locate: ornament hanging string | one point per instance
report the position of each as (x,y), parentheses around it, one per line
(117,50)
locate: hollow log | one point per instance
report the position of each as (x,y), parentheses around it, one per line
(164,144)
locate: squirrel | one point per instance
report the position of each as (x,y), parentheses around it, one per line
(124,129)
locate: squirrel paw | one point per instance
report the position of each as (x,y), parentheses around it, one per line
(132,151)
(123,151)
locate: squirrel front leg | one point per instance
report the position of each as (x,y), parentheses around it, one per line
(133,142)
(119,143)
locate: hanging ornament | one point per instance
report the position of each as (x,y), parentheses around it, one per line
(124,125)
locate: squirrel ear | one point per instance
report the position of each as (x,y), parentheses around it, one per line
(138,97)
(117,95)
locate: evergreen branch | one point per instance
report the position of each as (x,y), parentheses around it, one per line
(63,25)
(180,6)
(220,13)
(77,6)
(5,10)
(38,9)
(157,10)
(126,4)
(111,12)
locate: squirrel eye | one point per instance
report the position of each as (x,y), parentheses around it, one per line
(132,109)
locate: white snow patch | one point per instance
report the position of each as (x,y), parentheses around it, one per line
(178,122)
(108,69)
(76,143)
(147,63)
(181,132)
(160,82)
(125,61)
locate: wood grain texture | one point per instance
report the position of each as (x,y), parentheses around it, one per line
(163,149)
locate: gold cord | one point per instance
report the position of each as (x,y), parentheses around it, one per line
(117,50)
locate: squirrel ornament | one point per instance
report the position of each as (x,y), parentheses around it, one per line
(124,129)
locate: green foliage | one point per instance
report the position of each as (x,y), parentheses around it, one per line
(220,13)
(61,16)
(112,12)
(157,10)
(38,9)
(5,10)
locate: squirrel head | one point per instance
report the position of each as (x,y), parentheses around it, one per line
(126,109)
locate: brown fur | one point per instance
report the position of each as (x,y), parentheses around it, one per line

------------------------------------------------------------

Set out exactly the run of lines that begins at the line holding "locate: white snow" and ends at the last line of the data.

locate: white snow patch | one point per instance
report the position of each as (x,y), parentheses around it, one per line
(178,122)
(108,69)
(76,143)
(147,63)
(181,132)
(160,82)
(125,61)
locate: wood grain texture | one point per instance
report the position of each as (x,y), parentheses around it, one per line
(163,149)
locate: gold cord | one point per instance
report the position of each as (x,y), parentheses around it, one per line
(117,50)
locate: squirrel ornament | one point per instance
report the position of each as (x,y), parentheses around it, one per line
(124,129)
locate: green foliage | one point per instance
report the position of each as (x,y), parentheses around it, one per line
(220,13)
(61,16)
(112,12)
(157,10)
(38,9)
(5,10)
locate: squirrel head | one point per instance
report the position of each as (x,y), parentheses around it, one per line
(126,109)
locate: brown fur | one point per instance
report the position of each as (x,y), parentheses around it, one per line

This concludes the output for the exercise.